* **TASK GOAL**
From the entries below, extract every line that includes the word "window".

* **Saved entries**
Segment Open

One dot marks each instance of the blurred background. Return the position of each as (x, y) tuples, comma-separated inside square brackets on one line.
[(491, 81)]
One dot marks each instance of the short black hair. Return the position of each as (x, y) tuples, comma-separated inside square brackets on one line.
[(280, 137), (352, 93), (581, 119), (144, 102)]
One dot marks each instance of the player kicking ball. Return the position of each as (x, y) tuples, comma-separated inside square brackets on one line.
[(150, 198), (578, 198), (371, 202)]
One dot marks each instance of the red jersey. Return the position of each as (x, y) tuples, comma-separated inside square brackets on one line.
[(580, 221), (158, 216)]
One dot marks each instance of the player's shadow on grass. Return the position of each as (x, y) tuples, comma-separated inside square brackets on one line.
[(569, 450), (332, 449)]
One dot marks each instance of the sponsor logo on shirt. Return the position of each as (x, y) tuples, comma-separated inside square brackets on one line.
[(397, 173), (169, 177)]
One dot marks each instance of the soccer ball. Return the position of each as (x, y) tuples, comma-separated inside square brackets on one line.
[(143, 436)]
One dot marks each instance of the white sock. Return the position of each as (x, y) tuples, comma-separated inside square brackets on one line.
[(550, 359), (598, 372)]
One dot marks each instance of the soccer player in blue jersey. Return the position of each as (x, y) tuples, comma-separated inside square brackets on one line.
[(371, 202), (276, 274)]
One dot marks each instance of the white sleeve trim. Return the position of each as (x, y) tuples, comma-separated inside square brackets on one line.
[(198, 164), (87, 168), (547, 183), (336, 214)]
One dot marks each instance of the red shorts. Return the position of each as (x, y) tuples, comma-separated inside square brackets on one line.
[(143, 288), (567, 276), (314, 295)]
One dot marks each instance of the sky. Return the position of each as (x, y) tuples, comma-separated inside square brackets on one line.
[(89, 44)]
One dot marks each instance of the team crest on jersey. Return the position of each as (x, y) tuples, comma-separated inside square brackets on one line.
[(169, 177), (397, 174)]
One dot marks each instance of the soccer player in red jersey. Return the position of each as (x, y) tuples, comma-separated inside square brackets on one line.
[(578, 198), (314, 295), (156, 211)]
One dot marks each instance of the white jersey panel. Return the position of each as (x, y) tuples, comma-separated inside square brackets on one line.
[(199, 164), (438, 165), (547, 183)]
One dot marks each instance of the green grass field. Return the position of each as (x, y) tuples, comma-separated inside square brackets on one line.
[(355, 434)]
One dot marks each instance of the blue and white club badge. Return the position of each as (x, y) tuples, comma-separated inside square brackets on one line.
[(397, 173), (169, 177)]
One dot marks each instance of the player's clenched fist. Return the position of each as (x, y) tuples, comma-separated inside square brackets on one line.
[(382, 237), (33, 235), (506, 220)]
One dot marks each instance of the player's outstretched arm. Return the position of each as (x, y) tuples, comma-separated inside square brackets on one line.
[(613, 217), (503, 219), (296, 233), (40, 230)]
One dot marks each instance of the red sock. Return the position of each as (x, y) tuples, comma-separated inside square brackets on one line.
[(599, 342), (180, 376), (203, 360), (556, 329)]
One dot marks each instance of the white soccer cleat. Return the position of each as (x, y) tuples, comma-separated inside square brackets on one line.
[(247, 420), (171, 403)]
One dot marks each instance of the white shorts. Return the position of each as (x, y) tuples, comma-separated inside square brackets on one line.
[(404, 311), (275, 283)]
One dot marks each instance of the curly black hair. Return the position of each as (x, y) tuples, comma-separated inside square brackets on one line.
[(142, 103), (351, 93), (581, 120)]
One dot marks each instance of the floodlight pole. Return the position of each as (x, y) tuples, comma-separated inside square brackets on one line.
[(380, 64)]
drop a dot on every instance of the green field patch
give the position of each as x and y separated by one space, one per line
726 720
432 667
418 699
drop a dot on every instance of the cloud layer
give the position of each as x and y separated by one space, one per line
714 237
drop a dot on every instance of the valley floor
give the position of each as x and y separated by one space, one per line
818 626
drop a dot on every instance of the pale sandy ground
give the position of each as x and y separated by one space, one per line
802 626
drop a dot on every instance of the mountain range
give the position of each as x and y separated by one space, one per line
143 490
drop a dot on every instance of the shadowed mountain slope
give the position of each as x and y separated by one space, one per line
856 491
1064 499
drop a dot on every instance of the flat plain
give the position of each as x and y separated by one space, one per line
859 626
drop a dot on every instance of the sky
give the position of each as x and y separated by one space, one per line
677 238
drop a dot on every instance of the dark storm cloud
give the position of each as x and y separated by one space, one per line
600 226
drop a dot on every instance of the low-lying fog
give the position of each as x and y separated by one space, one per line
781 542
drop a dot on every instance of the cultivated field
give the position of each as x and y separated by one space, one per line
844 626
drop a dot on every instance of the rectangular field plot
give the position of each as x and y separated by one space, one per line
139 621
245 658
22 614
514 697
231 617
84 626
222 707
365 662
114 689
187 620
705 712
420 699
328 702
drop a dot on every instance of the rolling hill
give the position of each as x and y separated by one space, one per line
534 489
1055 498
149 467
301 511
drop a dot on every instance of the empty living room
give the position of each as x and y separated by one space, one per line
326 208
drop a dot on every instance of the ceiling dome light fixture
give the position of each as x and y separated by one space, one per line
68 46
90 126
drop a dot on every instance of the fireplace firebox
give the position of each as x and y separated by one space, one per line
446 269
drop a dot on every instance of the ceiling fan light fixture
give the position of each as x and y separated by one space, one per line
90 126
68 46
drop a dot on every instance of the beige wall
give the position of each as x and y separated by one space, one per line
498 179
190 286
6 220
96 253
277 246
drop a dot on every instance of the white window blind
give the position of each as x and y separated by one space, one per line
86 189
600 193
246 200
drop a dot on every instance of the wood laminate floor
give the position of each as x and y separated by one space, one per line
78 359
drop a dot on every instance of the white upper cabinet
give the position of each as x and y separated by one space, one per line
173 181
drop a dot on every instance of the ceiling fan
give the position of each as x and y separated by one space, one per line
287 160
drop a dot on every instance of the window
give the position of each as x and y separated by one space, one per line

Segment Closed

* **ANSWER TO THE EXERCISE**
drop a dot on every instance of the white window blind
drop a dot on every instance of the window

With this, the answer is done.